**Problem statement**
Please return the lines of the rows below without any change, starting at the line that contains "segment: sun" and ending with the line that contains "146 180 L 155", both lines included.

Outline entries for labeled areas
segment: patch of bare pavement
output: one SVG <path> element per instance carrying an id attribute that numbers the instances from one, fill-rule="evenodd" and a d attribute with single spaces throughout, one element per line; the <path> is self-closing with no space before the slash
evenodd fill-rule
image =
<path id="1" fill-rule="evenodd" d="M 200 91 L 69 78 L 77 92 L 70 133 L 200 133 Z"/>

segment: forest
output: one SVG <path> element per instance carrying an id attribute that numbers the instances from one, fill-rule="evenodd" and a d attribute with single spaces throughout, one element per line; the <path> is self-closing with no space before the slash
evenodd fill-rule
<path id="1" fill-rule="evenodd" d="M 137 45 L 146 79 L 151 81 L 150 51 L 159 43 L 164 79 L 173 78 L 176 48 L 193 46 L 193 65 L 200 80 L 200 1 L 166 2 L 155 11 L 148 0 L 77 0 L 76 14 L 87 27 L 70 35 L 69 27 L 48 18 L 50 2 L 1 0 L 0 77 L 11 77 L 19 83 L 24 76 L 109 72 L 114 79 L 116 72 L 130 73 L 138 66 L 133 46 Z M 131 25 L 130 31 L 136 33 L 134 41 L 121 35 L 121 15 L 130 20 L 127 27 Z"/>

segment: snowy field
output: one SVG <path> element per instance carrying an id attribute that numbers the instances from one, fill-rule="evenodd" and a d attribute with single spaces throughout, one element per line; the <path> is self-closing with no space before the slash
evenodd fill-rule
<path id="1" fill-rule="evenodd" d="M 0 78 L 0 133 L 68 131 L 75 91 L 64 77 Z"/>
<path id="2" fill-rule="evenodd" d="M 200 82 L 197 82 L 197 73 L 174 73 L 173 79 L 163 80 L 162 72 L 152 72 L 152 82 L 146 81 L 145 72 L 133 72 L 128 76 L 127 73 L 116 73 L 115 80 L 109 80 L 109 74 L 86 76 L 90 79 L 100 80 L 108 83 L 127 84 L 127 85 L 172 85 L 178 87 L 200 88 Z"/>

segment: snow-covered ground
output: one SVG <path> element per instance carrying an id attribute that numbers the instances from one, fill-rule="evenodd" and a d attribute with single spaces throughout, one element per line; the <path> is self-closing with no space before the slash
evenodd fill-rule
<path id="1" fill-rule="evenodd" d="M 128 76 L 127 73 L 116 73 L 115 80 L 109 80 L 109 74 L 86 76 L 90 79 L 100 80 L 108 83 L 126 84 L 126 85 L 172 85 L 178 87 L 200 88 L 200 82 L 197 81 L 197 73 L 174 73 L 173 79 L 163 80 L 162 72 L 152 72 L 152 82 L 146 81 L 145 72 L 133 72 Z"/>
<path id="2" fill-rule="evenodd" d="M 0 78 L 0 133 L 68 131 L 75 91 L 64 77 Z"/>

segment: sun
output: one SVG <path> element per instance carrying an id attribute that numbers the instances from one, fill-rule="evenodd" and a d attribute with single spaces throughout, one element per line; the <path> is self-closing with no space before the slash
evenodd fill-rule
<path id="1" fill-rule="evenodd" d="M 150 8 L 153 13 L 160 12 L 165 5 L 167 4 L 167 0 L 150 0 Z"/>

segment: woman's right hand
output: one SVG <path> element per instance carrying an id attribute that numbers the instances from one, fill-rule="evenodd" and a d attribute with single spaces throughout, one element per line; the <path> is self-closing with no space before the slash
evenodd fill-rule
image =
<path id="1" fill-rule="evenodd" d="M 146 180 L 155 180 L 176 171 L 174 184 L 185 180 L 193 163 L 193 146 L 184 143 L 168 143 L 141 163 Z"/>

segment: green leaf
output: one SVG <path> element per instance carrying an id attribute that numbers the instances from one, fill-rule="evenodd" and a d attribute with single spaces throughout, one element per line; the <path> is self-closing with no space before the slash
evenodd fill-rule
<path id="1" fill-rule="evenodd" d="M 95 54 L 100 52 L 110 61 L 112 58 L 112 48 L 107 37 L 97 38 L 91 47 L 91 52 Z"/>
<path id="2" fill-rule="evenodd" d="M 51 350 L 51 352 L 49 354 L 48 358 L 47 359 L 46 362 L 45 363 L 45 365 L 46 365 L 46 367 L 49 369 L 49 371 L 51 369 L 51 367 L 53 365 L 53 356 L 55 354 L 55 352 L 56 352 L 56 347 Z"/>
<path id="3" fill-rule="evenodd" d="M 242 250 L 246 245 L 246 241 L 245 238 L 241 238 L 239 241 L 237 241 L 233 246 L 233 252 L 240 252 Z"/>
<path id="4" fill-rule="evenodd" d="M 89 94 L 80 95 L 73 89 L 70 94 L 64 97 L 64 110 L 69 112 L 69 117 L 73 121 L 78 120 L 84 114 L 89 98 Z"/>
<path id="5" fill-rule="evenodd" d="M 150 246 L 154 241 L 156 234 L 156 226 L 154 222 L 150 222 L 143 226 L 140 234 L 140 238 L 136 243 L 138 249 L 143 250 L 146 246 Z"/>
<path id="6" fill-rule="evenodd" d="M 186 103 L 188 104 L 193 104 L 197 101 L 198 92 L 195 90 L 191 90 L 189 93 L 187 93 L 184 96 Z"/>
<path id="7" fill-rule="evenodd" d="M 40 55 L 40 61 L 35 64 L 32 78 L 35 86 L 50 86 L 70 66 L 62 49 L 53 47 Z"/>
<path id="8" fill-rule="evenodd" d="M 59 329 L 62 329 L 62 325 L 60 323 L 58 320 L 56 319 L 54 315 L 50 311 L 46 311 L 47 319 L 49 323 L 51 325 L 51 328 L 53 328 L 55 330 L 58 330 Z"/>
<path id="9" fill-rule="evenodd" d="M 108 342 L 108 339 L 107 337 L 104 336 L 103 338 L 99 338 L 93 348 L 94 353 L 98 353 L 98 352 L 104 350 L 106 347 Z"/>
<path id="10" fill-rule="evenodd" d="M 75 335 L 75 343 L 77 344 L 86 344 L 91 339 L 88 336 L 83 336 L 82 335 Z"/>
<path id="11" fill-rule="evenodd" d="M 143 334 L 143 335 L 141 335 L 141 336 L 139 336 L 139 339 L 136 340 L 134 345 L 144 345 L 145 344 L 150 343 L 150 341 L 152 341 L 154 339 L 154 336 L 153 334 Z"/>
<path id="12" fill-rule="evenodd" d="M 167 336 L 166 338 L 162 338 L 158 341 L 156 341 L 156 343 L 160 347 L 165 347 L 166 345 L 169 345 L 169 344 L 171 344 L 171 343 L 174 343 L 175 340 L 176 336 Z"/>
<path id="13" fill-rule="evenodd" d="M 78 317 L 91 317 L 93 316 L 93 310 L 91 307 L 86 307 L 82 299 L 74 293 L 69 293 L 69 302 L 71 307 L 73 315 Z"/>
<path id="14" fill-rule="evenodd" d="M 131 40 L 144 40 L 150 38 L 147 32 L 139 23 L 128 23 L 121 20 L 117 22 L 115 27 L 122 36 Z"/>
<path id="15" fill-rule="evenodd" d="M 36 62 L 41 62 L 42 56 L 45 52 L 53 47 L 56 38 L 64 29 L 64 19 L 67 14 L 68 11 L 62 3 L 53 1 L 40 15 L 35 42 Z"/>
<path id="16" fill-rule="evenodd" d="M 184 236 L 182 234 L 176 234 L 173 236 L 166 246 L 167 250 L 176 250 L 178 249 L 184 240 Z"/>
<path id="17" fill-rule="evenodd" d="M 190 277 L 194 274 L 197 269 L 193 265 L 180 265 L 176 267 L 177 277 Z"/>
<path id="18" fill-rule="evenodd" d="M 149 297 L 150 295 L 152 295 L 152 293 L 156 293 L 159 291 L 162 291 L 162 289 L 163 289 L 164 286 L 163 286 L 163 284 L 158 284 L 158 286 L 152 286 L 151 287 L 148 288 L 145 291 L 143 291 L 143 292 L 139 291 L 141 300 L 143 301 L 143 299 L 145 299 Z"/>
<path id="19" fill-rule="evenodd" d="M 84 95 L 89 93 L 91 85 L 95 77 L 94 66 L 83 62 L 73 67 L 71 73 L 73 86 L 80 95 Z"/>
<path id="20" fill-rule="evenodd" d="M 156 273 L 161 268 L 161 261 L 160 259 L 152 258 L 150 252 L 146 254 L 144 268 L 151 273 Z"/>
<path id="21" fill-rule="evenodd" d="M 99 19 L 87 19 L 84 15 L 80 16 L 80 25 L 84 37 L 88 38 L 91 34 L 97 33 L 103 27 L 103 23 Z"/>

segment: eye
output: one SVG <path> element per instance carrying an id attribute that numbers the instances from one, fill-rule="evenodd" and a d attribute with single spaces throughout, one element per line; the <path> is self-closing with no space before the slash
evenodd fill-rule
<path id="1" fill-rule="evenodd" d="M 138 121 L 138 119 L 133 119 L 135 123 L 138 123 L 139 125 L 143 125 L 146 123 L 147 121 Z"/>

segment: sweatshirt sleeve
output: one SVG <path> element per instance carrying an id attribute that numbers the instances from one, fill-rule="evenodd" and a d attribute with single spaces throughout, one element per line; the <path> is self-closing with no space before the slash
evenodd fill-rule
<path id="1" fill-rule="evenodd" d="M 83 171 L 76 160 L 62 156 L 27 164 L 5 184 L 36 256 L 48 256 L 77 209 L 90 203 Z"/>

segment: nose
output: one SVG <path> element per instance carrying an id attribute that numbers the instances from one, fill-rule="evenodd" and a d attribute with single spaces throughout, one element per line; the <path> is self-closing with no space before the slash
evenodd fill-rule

**Complete answer**
segment: sun
output: one SVG <path> element per instance carrying an id attribute that numbers the instances from one, fill-rule="evenodd" and a d attribute with single spaces throughout, one element per line; the <path> is self-closing with no space before the slash
evenodd fill-rule
<path id="1" fill-rule="evenodd" d="M 150 8 L 153 13 L 160 12 L 165 5 L 167 4 L 167 0 L 150 0 Z"/>

segment: woman's right hand
output: one SVG <path> element per instance carrying an id attribute that numbers the instances from one, fill-rule="evenodd" and a d attribute with single spaces throughout, one element per line; the <path> is self-closing with no space before the slash
evenodd fill-rule
image =
<path id="1" fill-rule="evenodd" d="M 146 180 L 155 180 L 176 171 L 174 184 L 185 180 L 193 163 L 193 146 L 184 143 L 168 143 L 141 163 Z"/>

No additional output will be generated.